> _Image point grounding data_
--*--
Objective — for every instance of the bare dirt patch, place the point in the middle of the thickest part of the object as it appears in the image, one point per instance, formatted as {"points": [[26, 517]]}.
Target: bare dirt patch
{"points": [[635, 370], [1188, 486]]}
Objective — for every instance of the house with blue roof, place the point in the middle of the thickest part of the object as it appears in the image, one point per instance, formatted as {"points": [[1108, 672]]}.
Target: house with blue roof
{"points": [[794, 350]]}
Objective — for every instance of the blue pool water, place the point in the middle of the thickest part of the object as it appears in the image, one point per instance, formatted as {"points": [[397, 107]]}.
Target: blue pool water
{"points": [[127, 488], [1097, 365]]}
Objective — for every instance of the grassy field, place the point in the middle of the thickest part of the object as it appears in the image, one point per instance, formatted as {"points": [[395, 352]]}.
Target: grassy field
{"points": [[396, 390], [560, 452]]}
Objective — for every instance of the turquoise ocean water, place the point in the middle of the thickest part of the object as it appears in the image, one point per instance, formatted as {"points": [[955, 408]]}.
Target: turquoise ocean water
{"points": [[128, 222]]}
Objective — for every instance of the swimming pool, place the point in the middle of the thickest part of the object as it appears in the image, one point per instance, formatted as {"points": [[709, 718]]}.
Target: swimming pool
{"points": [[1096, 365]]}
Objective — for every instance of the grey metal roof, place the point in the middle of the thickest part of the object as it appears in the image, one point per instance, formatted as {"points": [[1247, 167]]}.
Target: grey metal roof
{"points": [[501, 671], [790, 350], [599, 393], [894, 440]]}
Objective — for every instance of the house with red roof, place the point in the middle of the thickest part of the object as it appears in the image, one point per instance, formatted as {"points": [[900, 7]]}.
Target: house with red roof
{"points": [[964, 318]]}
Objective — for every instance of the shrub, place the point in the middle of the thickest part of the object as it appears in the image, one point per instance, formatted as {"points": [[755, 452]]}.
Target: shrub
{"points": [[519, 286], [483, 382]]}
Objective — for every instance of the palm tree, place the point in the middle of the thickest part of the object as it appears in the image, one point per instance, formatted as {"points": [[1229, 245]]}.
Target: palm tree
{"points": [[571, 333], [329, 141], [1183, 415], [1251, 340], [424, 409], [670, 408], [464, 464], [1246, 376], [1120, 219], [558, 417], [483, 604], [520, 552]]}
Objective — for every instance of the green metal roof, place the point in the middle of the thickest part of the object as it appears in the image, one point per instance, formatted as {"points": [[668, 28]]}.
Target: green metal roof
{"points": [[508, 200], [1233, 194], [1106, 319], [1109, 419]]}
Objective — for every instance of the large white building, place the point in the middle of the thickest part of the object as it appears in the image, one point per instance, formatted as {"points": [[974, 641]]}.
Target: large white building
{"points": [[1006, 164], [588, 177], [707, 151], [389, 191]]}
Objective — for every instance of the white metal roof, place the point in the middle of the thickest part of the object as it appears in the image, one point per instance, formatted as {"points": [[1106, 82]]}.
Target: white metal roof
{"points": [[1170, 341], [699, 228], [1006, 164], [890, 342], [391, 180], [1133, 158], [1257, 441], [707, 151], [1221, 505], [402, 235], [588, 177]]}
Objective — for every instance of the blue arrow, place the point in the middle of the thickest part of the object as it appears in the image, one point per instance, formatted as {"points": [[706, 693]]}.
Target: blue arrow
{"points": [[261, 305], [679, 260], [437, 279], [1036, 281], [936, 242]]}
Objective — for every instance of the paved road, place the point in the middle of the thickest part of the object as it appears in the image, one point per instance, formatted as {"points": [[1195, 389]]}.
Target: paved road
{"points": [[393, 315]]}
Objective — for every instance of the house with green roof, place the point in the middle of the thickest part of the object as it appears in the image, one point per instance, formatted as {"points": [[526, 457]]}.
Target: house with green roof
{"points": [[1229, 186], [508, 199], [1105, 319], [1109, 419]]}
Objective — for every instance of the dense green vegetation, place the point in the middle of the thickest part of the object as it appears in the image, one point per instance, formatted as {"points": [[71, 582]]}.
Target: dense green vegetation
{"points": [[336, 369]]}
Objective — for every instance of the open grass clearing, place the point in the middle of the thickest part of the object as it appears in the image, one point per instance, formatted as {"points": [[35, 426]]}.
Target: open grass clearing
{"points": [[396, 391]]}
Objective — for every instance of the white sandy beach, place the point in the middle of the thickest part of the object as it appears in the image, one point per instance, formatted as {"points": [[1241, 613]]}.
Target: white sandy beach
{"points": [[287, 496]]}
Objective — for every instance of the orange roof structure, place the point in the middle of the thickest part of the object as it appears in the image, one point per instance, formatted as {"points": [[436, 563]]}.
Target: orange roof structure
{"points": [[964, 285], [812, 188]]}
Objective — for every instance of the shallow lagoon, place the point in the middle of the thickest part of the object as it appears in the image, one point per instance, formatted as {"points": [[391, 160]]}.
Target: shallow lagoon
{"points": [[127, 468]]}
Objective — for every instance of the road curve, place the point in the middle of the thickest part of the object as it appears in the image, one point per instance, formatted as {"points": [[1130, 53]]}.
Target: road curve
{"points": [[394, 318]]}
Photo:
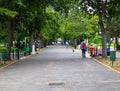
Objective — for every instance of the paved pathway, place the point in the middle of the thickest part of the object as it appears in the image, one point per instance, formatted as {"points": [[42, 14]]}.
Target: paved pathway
{"points": [[56, 68]]}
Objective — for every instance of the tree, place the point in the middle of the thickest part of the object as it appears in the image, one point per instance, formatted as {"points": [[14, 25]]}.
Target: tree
{"points": [[105, 10]]}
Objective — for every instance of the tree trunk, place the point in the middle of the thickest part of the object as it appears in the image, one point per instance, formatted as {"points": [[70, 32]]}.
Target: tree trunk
{"points": [[103, 32], [10, 37]]}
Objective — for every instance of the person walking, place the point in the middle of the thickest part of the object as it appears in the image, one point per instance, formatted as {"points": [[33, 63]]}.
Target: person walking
{"points": [[83, 47], [37, 46], [66, 44]]}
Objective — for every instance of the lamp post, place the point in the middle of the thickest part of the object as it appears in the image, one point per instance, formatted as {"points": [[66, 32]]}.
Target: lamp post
{"points": [[18, 43], [83, 28]]}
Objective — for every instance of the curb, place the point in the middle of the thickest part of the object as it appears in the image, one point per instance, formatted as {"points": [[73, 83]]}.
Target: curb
{"points": [[106, 65]]}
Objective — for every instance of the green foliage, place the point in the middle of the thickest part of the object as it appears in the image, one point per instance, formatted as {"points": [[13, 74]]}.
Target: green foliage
{"points": [[7, 12]]}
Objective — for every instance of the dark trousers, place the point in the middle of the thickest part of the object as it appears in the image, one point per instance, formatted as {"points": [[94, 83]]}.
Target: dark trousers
{"points": [[83, 53]]}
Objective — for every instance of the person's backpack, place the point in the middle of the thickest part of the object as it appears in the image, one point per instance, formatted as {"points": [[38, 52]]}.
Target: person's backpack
{"points": [[83, 46]]}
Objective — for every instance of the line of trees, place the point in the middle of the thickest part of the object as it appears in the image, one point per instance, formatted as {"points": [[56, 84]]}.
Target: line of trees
{"points": [[50, 19]]}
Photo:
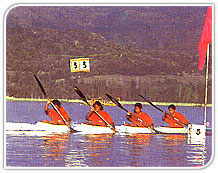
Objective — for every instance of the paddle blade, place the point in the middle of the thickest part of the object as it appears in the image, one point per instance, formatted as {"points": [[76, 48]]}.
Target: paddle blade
--*--
> _Exercise instructions_
Reproduce the data in full. Do not carry over any picture.

> _Your response_
Objective — for every instance of the bare dirt patch, place the point in the middle of the thickest part of the object as it appears in the image, one point per instance, formatted as {"points": [[26, 517]]}.
Target: bare dirt patch
{"points": [[635, 370], [1188, 486]]}
Objective — for every instance of the house with blue roof, place the point in the middle of the thickest part of the object as it appears in the image, one point per instance, formatted as {"points": [[1108, 672]]}.
Target: house with blue roof
{"points": [[794, 350]]}
Objective — for every instance of the blue pool water, place the point in the middle of the thickest part of the object as it appears in the image, one point per instance, formatted as {"points": [[397, 107]]}.
Target: blue pool water
{"points": [[127, 488], [1097, 365]]}
Objective — for every instance of the grassy field, place the point in the middle of the thickest part of the object as it appears in the image, one point per instance, formatted as {"points": [[395, 352]]}.
Target: grassy field
{"points": [[396, 390], [560, 452]]}
Objective — for every instance of the turquoise ocean water, place the point in the middle of the thickest part of the object as it appears in the image, one point per instance, formatted as {"points": [[955, 408]]}.
Target: turquoise ocean water
{"points": [[128, 222]]}
Objective — for every instance of the swimming pool, place the point in the middle of the thickest part of the object as it appears in the image, one point per instance, formatted as {"points": [[709, 718]]}.
Target: swimming pool
{"points": [[1096, 365]]}
Objective — for every instance of the grey metal roof, place the point in the middle of the thickest part of the object as it appears in the image, one point per instance, formatted as {"points": [[1247, 167]]}.
Target: grey metal roof
{"points": [[501, 671], [790, 350], [599, 393], [894, 440]]}
Objective — for every instance of the house with red roof, place the point in the middle of the thickest part of the object as it appears in the image, one point per instance, formatted as {"points": [[900, 7]]}.
Target: house with red roof
{"points": [[964, 318]]}
Objective — for every instance of the shrub, place the point in the middle of the thickest part of the object as it appears in the image, one point per instance, formatted as {"points": [[755, 452]]}.
Target: shrub
{"points": [[519, 286], [483, 382]]}
Objective — for every instance of the palm tree, place the point in the middle of the thickest part of the object as it appears in the image, one point per instance, formatted as {"points": [[1229, 245]]}.
Target: palm tree
{"points": [[571, 333], [329, 141], [1183, 415], [1251, 340], [424, 409], [670, 408], [464, 464], [1246, 376], [1120, 219], [558, 417], [483, 604], [520, 552]]}
Objective — for every instance of the green metal roof, place the point in the middle of the thickest part of the object as it appears in the image, one point per instance, formatted as {"points": [[668, 28]]}.
Target: green metal roof
{"points": [[508, 200], [1233, 194], [1106, 319], [1109, 419]]}
Objective — for every instance of the large white building, place the point in the middle of the thickest part of the object as it appears in the image, one point per instance, formatted as {"points": [[974, 641]]}.
Target: large white building
{"points": [[1006, 164], [588, 177], [707, 151], [389, 191]]}
Objective — for every instance of the white metal roof, place the point in the middle of the thickest part of the object as it appears in the image, one point per instance, formatted as {"points": [[1106, 82]]}.
Target: white metal roof
{"points": [[1170, 341], [699, 228], [1006, 164], [890, 342], [391, 180], [1133, 158], [1257, 441], [707, 151], [1221, 505], [402, 235], [588, 177]]}
Objective — for every instance of the blue arrow, place the point in the middle of the thickest part of the object as it appears in the image, one point per instance, formatted as {"points": [[706, 693]]}.
Target: blue arrow
{"points": [[261, 305], [679, 260], [437, 279], [1036, 281], [936, 242]]}
Objective — for every instance of the paved road, place the point in the middle of the thickest part of the object as it appears in the image, one point per instance, formatted as {"points": [[1195, 389]]}.
Target: paved road
{"points": [[393, 315]]}
Objective — for every instance of the house with green roof, place the point in the middle of the thickest part of the object as it appears in the image, one point per instance, formatted as {"points": [[526, 457]]}.
Target: house with green roof
{"points": [[1229, 186], [508, 199], [1105, 319], [1109, 419]]}
Objective — for every instance of the dense green vegetation, place the point in the middle of the thickest part of the object as it appears in the image, one point per instance, formatted as {"points": [[71, 582]]}.
Target: dense green vegetation
{"points": [[336, 369]]}
Objective — for every instance of the open grass clearing, place the point in the middle of the thickest part of the object as it appears in the image, one point per instance, formatted as {"points": [[35, 426]]}.
Target: open grass clearing
{"points": [[396, 391]]}
Objective — for every instance of the white sandy beach, place the point in the middle of the thickest part of the object as it appears in the image, one point per instance, formatted as {"points": [[1241, 613]]}.
Target: white sandy beach
{"points": [[287, 496]]}
Objective — for every instance of the orange roof structure, place the point in the middle of the thickest part of the object as it appears in the image, one point per instance, formatted as {"points": [[436, 563]]}.
Target: orange roof structure
{"points": [[964, 285], [812, 188]]}
Objective — for every instance of the shallow lagoon, place the point in the middle of the thickest part of the object as it appears in the image, one point per instance, formatted as {"points": [[391, 160]]}.
Target: shallow lagoon
{"points": [[127, 468]]}
Objective — for every instance of the road curve, place the point in the middle of the thickest part of the object as it appears in the image, one point per instance, formatted as {"points": [[1130, 53]]}.
Target: road curve
{"points": [[394, 318]]}
Photo:
Objective — for every instance of the paved pathway, place the point in the middle of the thickest part of the object as it appears in the image, one point per instance, formatted as {"points": [[42, 14]]}.
Target: paved pathway
{"points": [[56, 68]]}
Objective — for every instance of the tree, place the point in the middle of the thickest part of the object as it appears in the image, one point per instance, formatted as {"points": [[14, 25]]}.
Target: tree
{"points": [[105, 10]]}
Objective — for every instance of the tree trunk, place the point in the middle of the thickest part of the object as it appears in the image, one point per instance, formatted as {"points": [[70, 32]]}.
Target: tree trunk
{"points": [[103, 32], [10, 37]]}
Objective — for every instance of the person walking, place the point in the middle of the thickest part of the object as it appears in the image, one point per instance, formatted as {"points": [[33, 63]]}.
Target: person walking
{"points": [[83, 47], [37, 46], [66, 44]]}
Objective — for every instance of the lamp post, place the point in the middle of the thickest part of the object as it appears in the image, one point per instance, formatted as {"points": [[66, 32]]}.
Target: lamp post
{"points": [[18, 43], [83, 28]]}
Objective — for every instance of the curb, place the point in the middle of the thickest part of the object as it appears in the image, one point per instance, formatted as {"points": [[73, 83]]}.
Target: curb
{"points": [[106, 65]]}
Objective — for every instance of the green foliage, place the point in the middle of the thickest part of the object as it appears in the image, one point per instance, formatted as {"points": [[13, 74]]}.
Target: green foliage
{"points": [[7, 12]]}
Objective — for every instance of the dark trousers, place the point in the middle of the thickest part of the object as it appears in the image, one point per instance, formatted as {"points": [[94, 83]]}.
Target: dark trousers
{"points": [[83, 53]]}
Objective — for every instance of the person's backpack, place the point in the middle of the thickest part of the object as it appears in the image, one point per instance, formatted as {"points": [[38, 52]]}.
Target: person's backpack
{"points": [[83, 46]]}
Objective — for every instance of the line of trees, place the point in the middle of the thickest part of the object as it appears in the image, one point per instance, formatted as {"points": [[56, 84]]}.
Target: line of trees
{"points": [[50, 19]]}
Photo:
Objective — for every instance of the paddle blade, place the point in the middle of the thickest part of the object as it appears in the image, one point per instance, formatted as {"points": [[76, 48]]}.
Target: paddle blade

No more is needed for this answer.